**PAGE TEXT**

This is why, together with Vice-President Antonio Tajani, we adopted today a Communication on how visa policy can spur economic growth in the EU, accompanied by a report on Local Schengen cooperation and by a proposal to grant visa free travel to 16 island nations.
Concerning Visa policy and tourism, research shows the clear potential benefits for our economy of attracting more tourists to the EU.
The number of applications for Schengen visas is consistently growing, with a 32% increase between 2009 and 2011. Yet market estimates indicate that 21% of potential tourists from emerging markets give up their travel plans to Europe due to visa requirements.
According to Tourism Economics estimates, the EU-Schengen area could gain up to 46 million additional inbound international tourists by 2015 if the flexibility in the current visa rules is fully exploited.
This could generate an additional income up to EUR 60 billion in international tourism receipts and create up to 500 000 additional jobs directly in the tourism sector.
This is why we have to do more both in the short term and in the long term to attract legitimate travellers to the EU, while continuing to ensure the security of our borders and the functioning of the Schengen area.
In the short term we have to ensure full implementation of the rules already set in the current Visa Code to make it easier for bona fide travellers to come to the EU.
Let me give some examples of changes that could lead to further improvements and additional opportunities.
Under existing visa rules many obstacles can be removed through the correct implementation of the Visa Code by Member States’ consulates. In particular, consulates should enforce the 15 days deadline for granting an appointment, the 15 days deadline for a decision on the visa application, and the availability of application forms in the language of the host country. There is also room for further improvement of the issuing of multiple entry visas.
In the long term we are looking at possible changes to the Visa Code in order to streamline and shorten the procedures; to clarify the definition of the competent consulate for processing the visa application; and to simplify the application form and the supporting documents requirements.
We are also looking at the possibility to redefine the legal framework for Common Application Centres, in order to facilitate the establishment and the functioning of such centres.
Today we also adopted our report on Local Schengen cooperation that represents an important tool when it comes to streamlining procedures put in place in EU Member States’ consulates in third countries and deals with very concrete and local issues that can make life easier for third country nationals applying for visas.
It concerns for example the harmonisation of lists of supporting documents to be submitted by visa applicants in a given country, common criteria for the implementation of optional visa fee waivers for certain categories of applicants and harmonisation of fees.
For many people, their first contact with ‘Europe’ is with a Member State’s consulate when applying for a visa. It is therefore very important to apply the Visa Code correctly so that the process improves, offering visa applicants transparent, fair and equal treatment.

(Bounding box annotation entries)
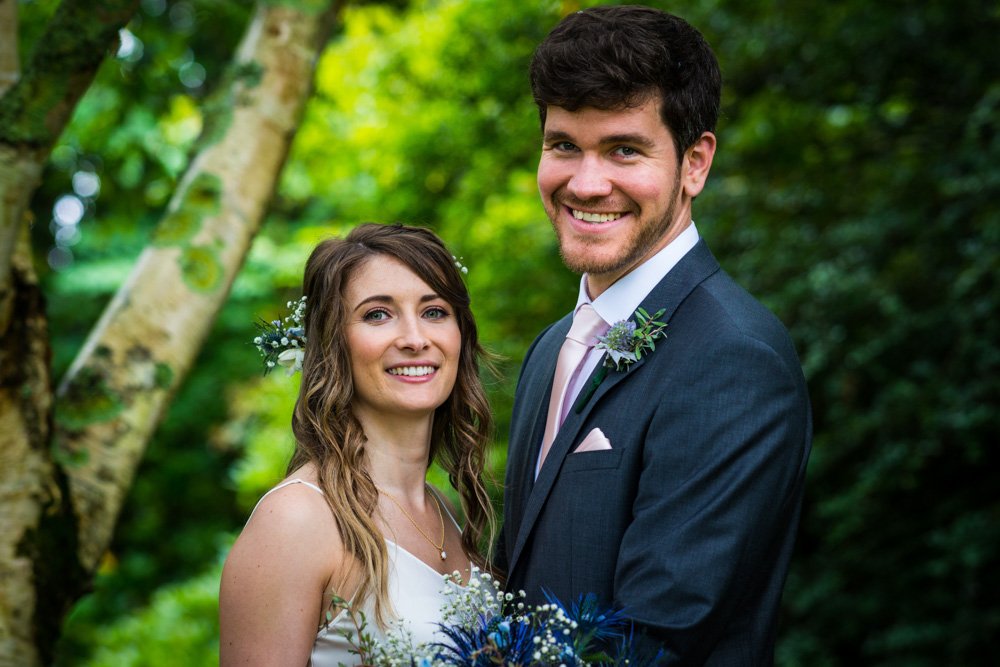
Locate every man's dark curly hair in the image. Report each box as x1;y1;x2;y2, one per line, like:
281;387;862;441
531;5;722;160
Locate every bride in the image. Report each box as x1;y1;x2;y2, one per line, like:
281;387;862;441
219;224;493;667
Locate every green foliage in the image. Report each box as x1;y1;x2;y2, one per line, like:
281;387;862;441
22;0;1000;667
77;565;222;667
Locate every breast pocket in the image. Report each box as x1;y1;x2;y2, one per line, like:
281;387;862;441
562;449;623;474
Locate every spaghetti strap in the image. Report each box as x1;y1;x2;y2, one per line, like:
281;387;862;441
247;477;324;522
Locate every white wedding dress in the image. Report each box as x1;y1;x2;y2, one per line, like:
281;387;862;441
251;479;471;667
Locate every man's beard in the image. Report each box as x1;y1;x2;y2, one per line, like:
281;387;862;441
550;176;681;275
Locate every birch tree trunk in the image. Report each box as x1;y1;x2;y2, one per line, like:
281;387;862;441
0;0;139;666
0;0;341;666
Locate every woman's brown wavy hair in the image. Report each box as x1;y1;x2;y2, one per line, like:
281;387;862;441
288;223;495;626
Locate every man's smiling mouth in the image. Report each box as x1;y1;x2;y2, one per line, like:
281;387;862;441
570;208;625;222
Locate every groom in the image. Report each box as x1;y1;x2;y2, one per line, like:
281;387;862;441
498;6;811;665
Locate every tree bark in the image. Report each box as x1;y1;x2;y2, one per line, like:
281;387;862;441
0;0;342;666
55;3;339;571
0;0;138;665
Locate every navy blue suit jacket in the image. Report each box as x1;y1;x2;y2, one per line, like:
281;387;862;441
498;240;812;665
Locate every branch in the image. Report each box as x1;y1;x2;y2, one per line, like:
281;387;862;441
55;2;341;571
0;0;139;308
0;0;21;97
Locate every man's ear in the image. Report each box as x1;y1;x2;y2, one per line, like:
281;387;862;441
681;132;715;199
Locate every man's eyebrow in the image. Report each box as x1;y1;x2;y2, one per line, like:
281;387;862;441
542;130;573;143
601;134;654;148
543;130;655;148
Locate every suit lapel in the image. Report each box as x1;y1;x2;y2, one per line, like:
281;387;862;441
505;313;573;556
508;240;719;572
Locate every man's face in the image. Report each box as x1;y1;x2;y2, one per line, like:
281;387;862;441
538;99;714;298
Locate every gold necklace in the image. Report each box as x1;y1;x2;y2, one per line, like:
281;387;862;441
375;484;448;560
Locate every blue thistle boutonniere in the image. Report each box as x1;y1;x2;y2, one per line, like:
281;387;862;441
573;308;667;413
595;308;667;371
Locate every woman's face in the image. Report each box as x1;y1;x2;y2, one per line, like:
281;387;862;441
344;255;462;417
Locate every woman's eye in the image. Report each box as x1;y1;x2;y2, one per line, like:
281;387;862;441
362;309;389;322
424;306;448;320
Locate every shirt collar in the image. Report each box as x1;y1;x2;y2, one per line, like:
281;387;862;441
573;222;700;325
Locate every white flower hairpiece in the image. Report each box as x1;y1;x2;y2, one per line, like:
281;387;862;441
253;296;306;375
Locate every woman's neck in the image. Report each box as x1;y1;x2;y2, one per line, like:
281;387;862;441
358;415;433;498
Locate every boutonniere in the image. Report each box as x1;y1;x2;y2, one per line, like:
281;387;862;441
573;308;667;413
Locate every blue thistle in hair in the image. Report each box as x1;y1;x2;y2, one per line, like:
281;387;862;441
543;591;628;664
433;615;536;667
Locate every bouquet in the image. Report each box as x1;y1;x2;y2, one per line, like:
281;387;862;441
341;568;662;667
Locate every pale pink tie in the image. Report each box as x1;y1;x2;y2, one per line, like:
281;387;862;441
538;303;608;470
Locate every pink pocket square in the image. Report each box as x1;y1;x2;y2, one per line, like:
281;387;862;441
573;428;611;454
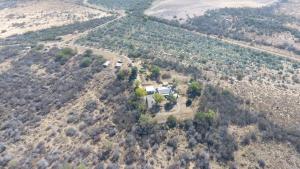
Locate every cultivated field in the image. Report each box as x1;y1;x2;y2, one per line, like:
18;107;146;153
145;0;277;20
0;0;109;38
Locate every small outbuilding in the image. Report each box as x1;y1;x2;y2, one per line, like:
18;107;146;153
157;87;172;96
145;86;156;95
103;61;110;67
144;95;155;109
115;62;122;69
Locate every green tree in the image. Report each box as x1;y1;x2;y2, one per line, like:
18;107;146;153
117;70;126;80
166;115;177;128
153;93;165;104
137;114;157;135
187;81;202;98
135;87;147;97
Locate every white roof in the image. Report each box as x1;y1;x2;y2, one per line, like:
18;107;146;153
145;86;156;92
157;87;172;96
103;61;110;66
116;63;122;67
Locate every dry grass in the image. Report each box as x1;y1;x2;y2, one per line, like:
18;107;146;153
145;0;277;20
0;0;108;38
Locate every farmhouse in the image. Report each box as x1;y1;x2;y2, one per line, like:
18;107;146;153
156;87;172;96
115;62;122;69
145;86;156;95
103;61;110;67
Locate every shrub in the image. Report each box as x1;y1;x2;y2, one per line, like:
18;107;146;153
55;48;77;65
258;160;266;168
166;115;177;128
80;57;93;68
83;49;93;57
65;128;77;137
137;114;156;135
129;67;138;81
194;110;217;125
185;99;193;107
153;93;165;104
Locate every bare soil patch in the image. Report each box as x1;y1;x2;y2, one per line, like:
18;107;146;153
0;0;109;38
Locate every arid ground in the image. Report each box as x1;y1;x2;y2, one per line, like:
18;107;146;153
145;0;277;20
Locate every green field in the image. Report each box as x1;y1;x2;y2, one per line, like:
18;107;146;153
78;17;299;81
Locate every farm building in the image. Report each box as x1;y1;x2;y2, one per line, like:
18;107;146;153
145;86;156;95
103;61;110;67
115;62;122;68
156;87;172;96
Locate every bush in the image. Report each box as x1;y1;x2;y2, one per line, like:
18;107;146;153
129;67;138;81
194;110;217;125
55;48;77;65
258;160;266;168
185;99;193;107
137;114;156;135
65;128;77;137
83;49;93;57
153;93;165;104
80;57;93;68
166;115;177;128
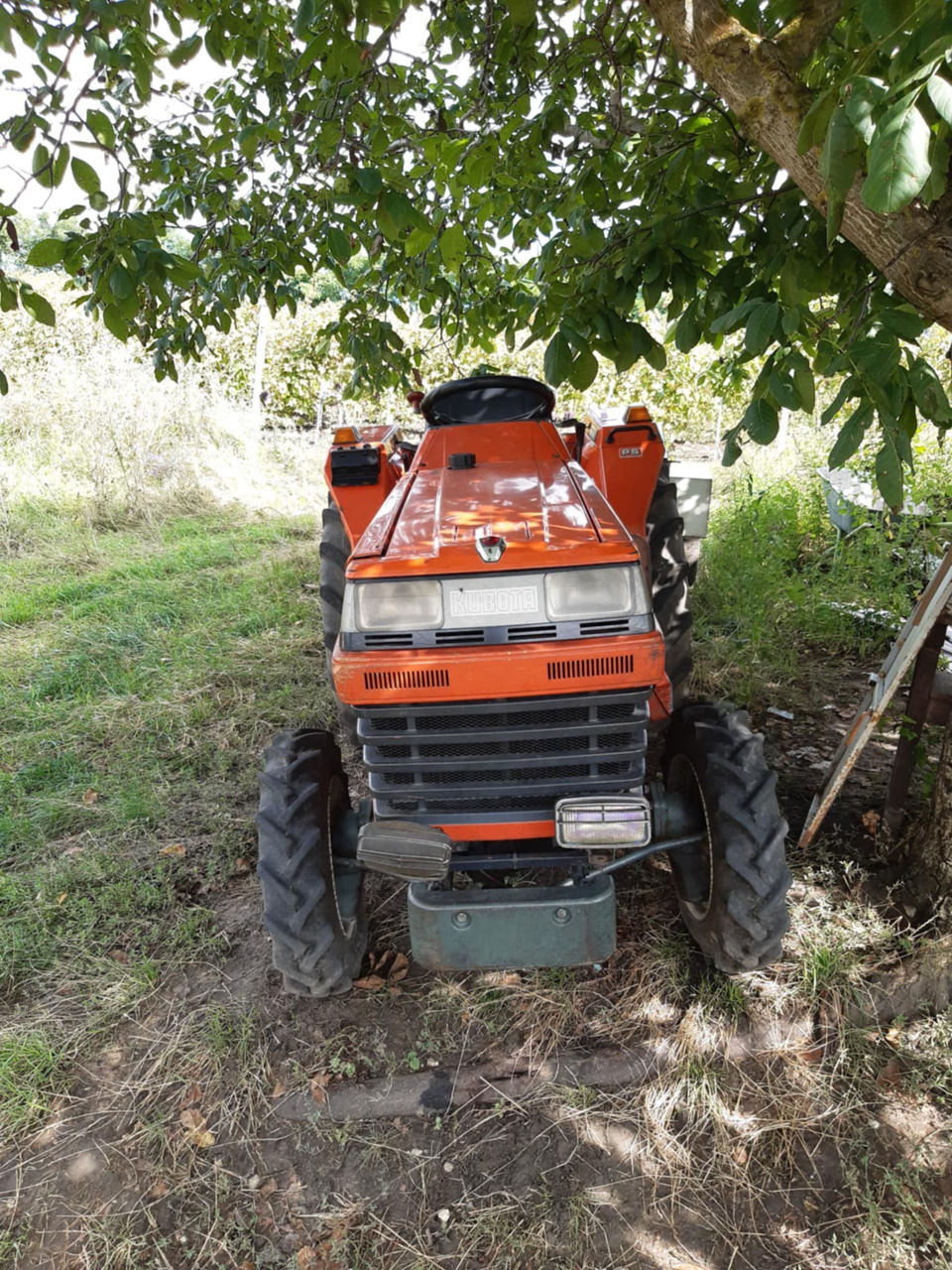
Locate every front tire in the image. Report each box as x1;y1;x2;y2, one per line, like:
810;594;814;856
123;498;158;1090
663;704;790;974
258;730;367;997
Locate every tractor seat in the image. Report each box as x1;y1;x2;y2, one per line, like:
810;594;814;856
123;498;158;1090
420;375;554;428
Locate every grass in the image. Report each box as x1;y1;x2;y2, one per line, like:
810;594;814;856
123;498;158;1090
692;437;952;703
0;1031;71;1139
0;509;340;1163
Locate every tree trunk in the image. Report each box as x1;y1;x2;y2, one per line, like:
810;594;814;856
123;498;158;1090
914;720;952;895
643;0;952;330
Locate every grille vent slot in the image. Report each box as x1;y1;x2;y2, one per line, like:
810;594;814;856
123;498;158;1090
548;654;635;680
436;626;486;645
579;617;631;635
363;670;449;693
364;631;414;648
507;623;558;644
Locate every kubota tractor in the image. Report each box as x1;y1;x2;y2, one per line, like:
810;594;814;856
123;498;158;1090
258;375;789;997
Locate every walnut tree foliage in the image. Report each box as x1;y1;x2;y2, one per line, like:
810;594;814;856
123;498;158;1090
0;0;952;505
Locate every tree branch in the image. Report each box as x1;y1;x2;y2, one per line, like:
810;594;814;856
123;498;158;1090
641;0;952;330
774;0;843;69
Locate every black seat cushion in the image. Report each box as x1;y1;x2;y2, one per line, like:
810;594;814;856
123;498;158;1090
420;375;554;427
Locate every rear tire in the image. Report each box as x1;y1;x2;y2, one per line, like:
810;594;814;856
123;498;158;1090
663;704;790;974
258;730;367;997
648;476;694;710
320;504;361;748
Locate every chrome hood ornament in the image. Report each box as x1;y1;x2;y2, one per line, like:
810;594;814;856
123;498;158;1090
475;525;505;564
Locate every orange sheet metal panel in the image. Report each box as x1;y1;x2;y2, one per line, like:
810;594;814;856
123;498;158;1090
323;442;400;544
334;631;667;708
348;421;638;577
581;412;663;535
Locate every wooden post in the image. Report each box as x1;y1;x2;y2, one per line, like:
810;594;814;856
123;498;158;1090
251;300;272;421
883;615;946;837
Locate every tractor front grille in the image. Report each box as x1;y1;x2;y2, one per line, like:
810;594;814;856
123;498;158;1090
357;691;649;825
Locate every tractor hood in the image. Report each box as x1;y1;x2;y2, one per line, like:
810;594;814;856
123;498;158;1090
353;421;638;575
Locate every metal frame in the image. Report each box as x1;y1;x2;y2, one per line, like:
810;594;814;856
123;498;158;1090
797;546;952;849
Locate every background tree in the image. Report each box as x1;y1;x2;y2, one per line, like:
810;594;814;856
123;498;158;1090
0;0;952;505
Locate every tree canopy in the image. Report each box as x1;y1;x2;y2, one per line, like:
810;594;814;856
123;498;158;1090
0;0;952;505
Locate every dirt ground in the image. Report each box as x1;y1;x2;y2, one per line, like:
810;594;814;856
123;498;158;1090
0;675;952;1270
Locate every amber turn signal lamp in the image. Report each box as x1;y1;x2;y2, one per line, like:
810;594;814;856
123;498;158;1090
334;428;361;445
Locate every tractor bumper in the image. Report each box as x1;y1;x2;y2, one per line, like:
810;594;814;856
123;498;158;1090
409;875;615;970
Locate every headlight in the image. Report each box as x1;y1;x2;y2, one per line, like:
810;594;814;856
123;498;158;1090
545;566;652;621
354;577;443;631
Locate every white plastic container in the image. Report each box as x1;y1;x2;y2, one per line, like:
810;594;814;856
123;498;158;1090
667;461;712;539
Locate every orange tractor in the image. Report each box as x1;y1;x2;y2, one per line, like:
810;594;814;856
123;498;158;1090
258;375;789;997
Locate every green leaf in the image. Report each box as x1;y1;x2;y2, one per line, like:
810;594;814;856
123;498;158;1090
797;87;837;155
568;345;598;393
721;428;744;467
820;107;861;248
103;305;130;340
404;225;435;255
507;0;536;27
858;0;915;40
327;225;352;264
843;75;886;146
711;300;765;335
354;168;384;198
876;436;902;512
925;75;952;123
768;371;799;410
86;107;114;150
793;354;816;414
740;398;779;445
908;357;952;428
0;273;19;314
295;0;314;40
744;301;780;355
169;36;202;68
674;305;701;353
919;132;949;207
32;144;54;190
879;305;929;340
644;339;667;371
109;264;136;300
862;92;932;213
384;190;426;230
20;286;56;326
27;239;66;269
543;330;572;387
439;222;467;271
828;403;872;467
69;159;99;194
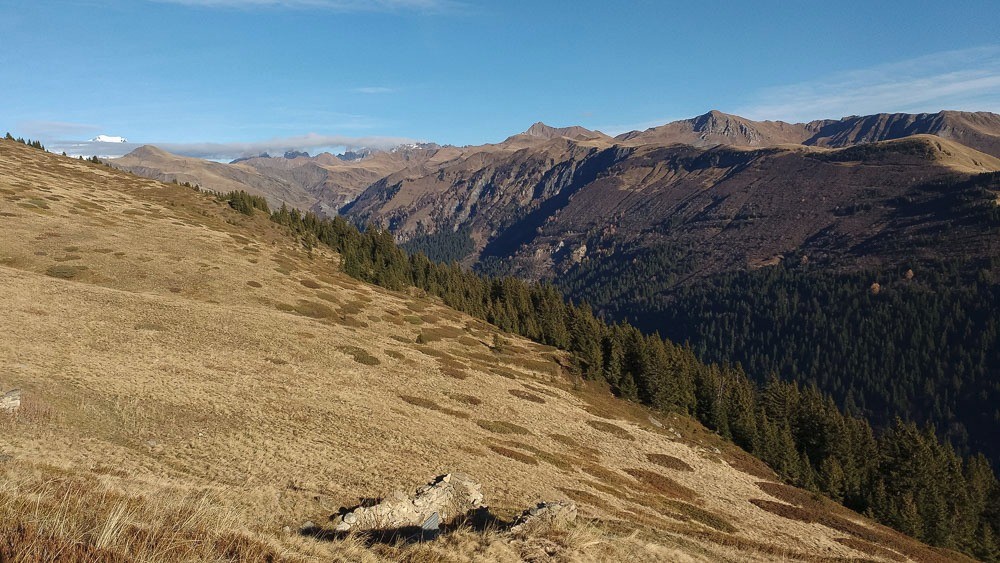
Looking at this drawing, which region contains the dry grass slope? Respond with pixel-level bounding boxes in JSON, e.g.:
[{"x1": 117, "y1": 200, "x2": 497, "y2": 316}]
[{"x1": 0, "y1": 141, "x2": 968, "y2": 561}]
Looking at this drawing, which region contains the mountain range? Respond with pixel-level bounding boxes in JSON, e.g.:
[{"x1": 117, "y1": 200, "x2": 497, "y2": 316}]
[
  {"x1": 0, "y1": 140, "x2": 985, "y2": 563},
  {"x1": 110, "y1": 111, "x2": 1000, "y2": 470}
]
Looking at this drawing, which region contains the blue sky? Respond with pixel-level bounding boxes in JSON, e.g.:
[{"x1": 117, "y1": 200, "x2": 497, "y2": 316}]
[{"x1": 0, "y1": 0, "x2": 1000, "y2": 157}]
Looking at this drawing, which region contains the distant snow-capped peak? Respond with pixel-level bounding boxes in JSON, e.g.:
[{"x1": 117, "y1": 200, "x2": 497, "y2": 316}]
[{"x1": 90, "y1": 135, "x2": 128, "y2": 143}]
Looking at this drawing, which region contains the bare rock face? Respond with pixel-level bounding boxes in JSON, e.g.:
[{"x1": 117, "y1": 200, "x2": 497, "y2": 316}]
[
  {"x1": 333, "y1": 473, "x2": 486, "y2": 532},
  {"x1": 0, "y1": 389, "x2": 21, "y2": 412}
]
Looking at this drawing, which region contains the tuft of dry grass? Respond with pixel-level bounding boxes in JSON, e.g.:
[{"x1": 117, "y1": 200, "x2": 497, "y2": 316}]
[
  {"x1": 337, "y1": 346, "x2": 382, "y2": 366},
  {"x1": 587, "y1": 420, "x2": 635, "y2": 440},
  {"x1": 487, "y1": 444, "x2": 538, "y2": 465},
  {"x1": 399, "y1": 395, "x2": 469, "y2": 418},
  {"x1": 0, "y1": 466, "x2": 286, "y2": 562},
  {"x1": 625, "y1": 469, "x2": 698, "y2": 500},
  {"x1": 476, "y1": 419, "x2": 531, "y2": 436},
  {"x1": 507, "y1": 389, "x2": 545, "y2": 405},
  {"x1": 646, "y1": 454, "x2": 694, "y2": 472}
]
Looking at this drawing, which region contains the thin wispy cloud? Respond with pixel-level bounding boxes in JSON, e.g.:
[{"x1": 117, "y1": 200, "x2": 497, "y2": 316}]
[
  {"x1": 354, "y1": 86, "x2": 395, "y2": 94},
  {"x1": 17, "y1": 120, "x2": 101, "y2": 139},
  {"x1": 149, "y1": 0, "x2": 462, "y2": 12},
  {"x1": 46, "y1": 133, "x2": 416, "y2": 160},
  {"x1": 735, "y1": 45, "x2": 1000, "y2": 121}
]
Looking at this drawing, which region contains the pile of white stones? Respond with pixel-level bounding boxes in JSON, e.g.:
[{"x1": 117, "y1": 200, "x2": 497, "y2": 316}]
[{"x1": 333, "y1": 473, "x2": 486, "y2": 532}]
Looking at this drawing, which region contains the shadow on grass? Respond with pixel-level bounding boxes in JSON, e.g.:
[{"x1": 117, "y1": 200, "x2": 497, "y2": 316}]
[{"x1": 299, "y1": 506, "x2": 514, "y2": 547}]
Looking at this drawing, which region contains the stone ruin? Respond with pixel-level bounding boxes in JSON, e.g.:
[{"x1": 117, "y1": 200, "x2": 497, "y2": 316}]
[
  {"x1": 310, "y1": 473, "x2": 577, "y2": 539},
  {"x1": 0, "y1": 389, "x2": 21, "y2": 413}
]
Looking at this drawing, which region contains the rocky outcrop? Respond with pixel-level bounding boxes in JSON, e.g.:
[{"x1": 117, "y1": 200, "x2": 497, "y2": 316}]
[
  {"x1": 310, "y1": 473, "x2": 577, "y2": 541},
  {"x1": 333, "y1": 473, "x2": 486, "y2": 532}
]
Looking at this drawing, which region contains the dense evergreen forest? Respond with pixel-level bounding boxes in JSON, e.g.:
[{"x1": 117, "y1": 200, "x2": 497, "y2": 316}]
[{"x1": 217, "y1": 193, "x2": 1000, "y2": 560}]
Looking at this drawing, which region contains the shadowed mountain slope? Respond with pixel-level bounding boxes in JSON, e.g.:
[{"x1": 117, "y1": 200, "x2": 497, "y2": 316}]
[{"x1": 0, "y1": 141, "x2": 976, "y2": 561}]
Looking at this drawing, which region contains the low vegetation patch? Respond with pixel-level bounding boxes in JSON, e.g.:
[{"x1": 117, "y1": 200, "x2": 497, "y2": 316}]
[
  {"x1": 446, "y1": 393, "x2": 483, "y2": 406},
  {"x1": 488, "y1": 444, "x2": 538, "y2": 465},
  {"x1": 476, "y1": 419, "x2": 531, "y2": 436},
  {"x1": 295, "y1": 299, "x2": 335, "y2": 319},
  {"x1": 625, "y1": 468, "x2": 698, "y2": 500},
  {"x1": 646, "y1": 454, "x2": 694, "y2": 471},
  {"x1": 45, "y1": 264, "x2": 87, "y2": 280},
  {"x1": 337, "y1": 346, "x2": 382, "y2": 366},
  {"x1": 507, "y1": 389, "x2": 545, "y2": 405},
  {"x1": 399, "y1": 395, "x2": 469, "y2": 418},
  {"x1": 587, "y1": 420, "x2": 635, "y2": 440},
  {"x1": 664, "y1": 500, "x2": 739, "y2": 534}
]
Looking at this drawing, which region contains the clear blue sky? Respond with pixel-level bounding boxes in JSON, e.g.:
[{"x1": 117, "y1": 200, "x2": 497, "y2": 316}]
[{"x1": 0, "y1": 0, "x2": 1000, "y2": 158}]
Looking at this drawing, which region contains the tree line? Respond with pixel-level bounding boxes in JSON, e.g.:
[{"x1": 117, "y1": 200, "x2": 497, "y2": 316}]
[
  {"x1": 4, "y1": 131, "x2": 45, "y2": 150},
  {"x1": 252, "y1": 196, "x2": 1000, "y2": 560}
]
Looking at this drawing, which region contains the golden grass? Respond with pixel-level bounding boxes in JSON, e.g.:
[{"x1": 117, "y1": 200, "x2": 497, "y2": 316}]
[
  {"x1": 646, "y1": 454, "x2": 694, "y2": 471},
  {"x1": 476, "y1": 419, "x2": 531, "y2": 436},
  {"x1": 587, "y1": 420, "x2": 635, "y2": 440},
  {"x1": 0, "y1": 141, "x2": 950, "y2": 561}
]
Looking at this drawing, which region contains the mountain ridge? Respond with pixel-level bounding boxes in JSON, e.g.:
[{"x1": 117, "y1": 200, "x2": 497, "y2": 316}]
[{"x1": 0, "y1": 141, "x2": 976, "y2": 561}]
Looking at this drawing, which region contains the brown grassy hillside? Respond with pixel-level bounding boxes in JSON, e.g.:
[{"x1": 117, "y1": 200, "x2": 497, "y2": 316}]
[{"x1": 0, "y1": 141, "x2": 958, "y2": 561}]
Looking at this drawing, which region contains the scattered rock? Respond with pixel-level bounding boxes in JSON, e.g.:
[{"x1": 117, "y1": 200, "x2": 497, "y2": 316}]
[
  {"x1": 0, "y1": 389, "x2": 21, "y2": 412},
  {"x1": 333, "y1": 473, "x2": 486, "y2": 532}
]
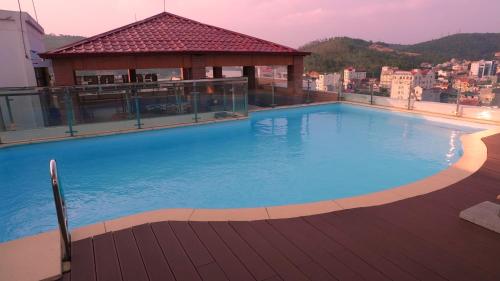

**THE TASKS**
1: From the visa policy text, list the changes to the Visa Code being considered for the long term.
2: Continue the visa policy text past its final sentence.

**RESPONSES**
1:
- Streamlining and shortening the procedures
- Clarifying the definition of the competent consulate for processing the visa application
- Simplifying the application form and the supporting documents requirements

2:
The report concludes that the legal framework for structured Local Schengen Cooperation has not yet delivered its full potential. However, results achieved in a number of key locations have proved its added value in enhancing harmonisation of the way in which the common visa policy is applied.
Today we can also announce good news for citizens from 16 Island Nations that will soon be able to travel to the Schengen area without needing a visa.
This concerns 5 Caribbean Island Nations (Dominica, Grenada, Saint Lucia, Saint Vincent and the Grenadines and Trinidad and Tobago),10 Pacific Island Nations (Kiribati, the Marshall Islands, Micronesia, Nauru, Palau, Samoa, the Solomon Islands, Tonga, Tuvalu and Vanuatu), and Timor Leste.
A national from one of these countries would no longer require a visa for short stays (up to 90 days) if he/she is in possession of a passport, be it for business, touristic or family visit purposes.
The Commission’s proposal foresees that the visa exemption will be reciprocated through visa waiver agreements, ensuring a visa free regime for all EU citizens who wish to travel to these countries.
This will have a direct impact on citizens of these countries and on EU citizens, in the form of more human contacts and business opportunities.
It is now up to the European Parliament and to the Council of the European Union to take a final decision on the Commission proposal.
To conclude, our objective is to define a smarter visa policy that continues to provide security to our external borders and the good functioning of the Schengen area, whilst at the same time facilitating travel opportunities for legitimate travellers, including tourists.
Since the most effective visa facilitation is of course the waiving of the visa requirement for citizens of a third country, we should broaden our political approach to visas in light of the expected economic impact.
This is an aspect that has not really been taken into account in the past but that we need to embed into our Visa policy if the EU is to benefit from an increase in tourism flows.